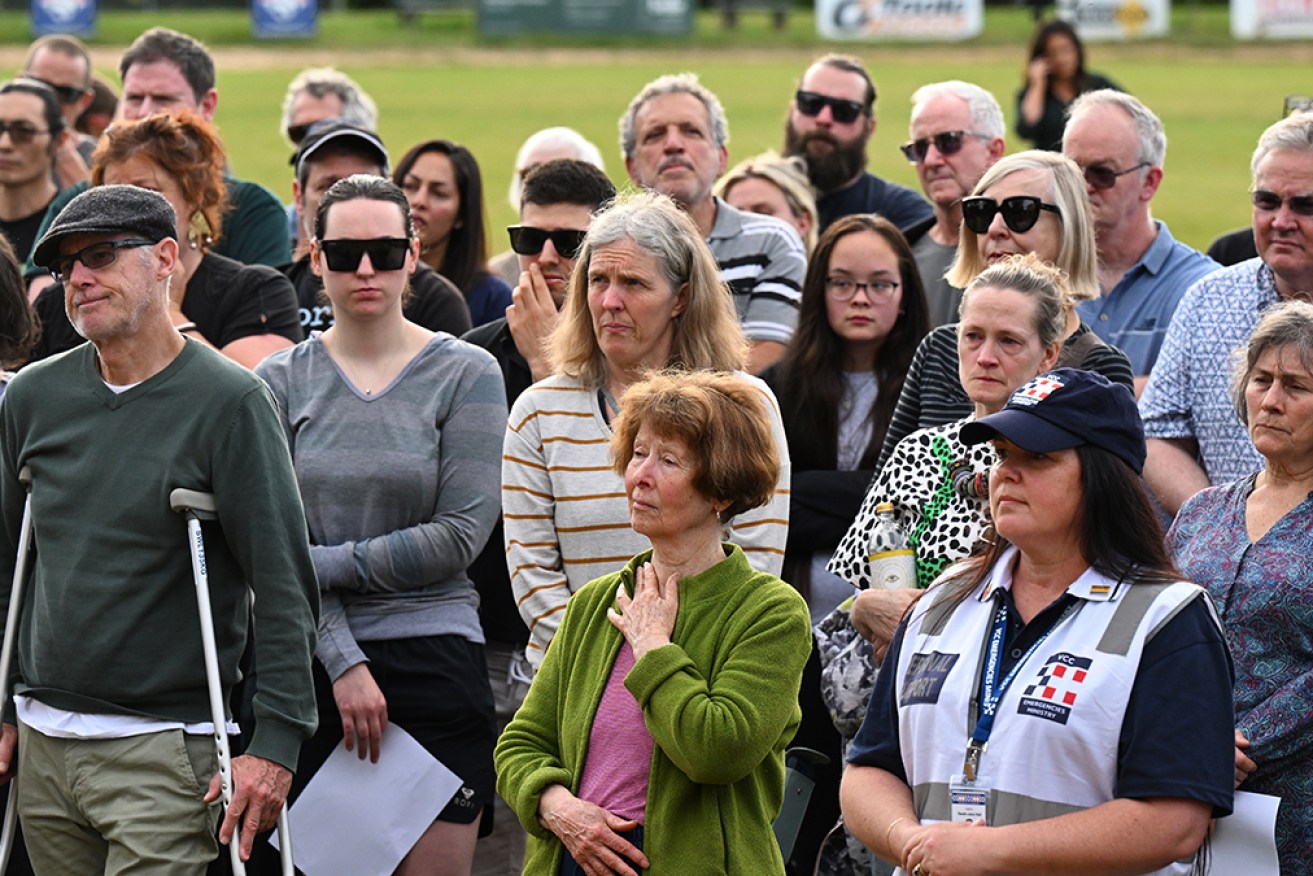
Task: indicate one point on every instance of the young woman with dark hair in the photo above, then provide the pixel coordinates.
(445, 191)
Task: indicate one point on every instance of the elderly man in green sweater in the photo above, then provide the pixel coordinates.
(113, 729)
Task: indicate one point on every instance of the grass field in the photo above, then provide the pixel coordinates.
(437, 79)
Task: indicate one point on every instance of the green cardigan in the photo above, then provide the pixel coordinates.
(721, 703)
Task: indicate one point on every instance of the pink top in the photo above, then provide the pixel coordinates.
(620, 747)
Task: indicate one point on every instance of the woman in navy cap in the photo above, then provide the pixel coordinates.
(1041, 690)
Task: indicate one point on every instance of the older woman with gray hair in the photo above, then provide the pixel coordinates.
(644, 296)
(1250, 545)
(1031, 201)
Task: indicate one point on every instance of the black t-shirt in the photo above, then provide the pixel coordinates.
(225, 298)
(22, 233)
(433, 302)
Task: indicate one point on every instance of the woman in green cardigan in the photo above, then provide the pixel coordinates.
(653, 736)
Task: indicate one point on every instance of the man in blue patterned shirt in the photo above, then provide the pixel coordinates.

Exercise: Since pictures are not part of the copy, set down only the remaining data exactly.

Expected output:
Task: indicate one point on every instance of the young woman with dark hair in the photo above, then provide the pixel coordinates.
(445, 191)
Task: indicate one point on every instance of the elderly man in green sweater in the photo above, then provide the pixel coordinates.
(113, 729)
Task: indicate one point on every instance of the grass field in the photo above, then provide the pixel coordinates.
(437, 79)
Task: indicate one point on every instance of the green cardigan in the photo above, then provide the pixel coordinates.
(721, 703)
Task: indicate one point on every instance of the pink top in the photo above, then provide the pixel coordinates.
(620, 747)
Task: indicate one point on every instance of the woman in navy cap in the photo above, then provide the pixel coordinates.
(1041, 690)
Task: indicate one point on every instance of the older woman with gray hair in the photo above, then provide the pixel coordinates.
(644, 296)
(1250, 545)
(1031, 201)
Task: indicate one point on every instance of the black t-shirt in the photo above, then provide the pixel coordinates.
(225, 298)
(22, 233)
(433, 302)
Task: indicate one point on every instance of the woman in green cardigan in the photo above, then provide the pixel coordinates.
(653, 736)
Task: indicate one point on every instance of the man in blue patterned shirt in the photo above, then provide the pixel coordinates.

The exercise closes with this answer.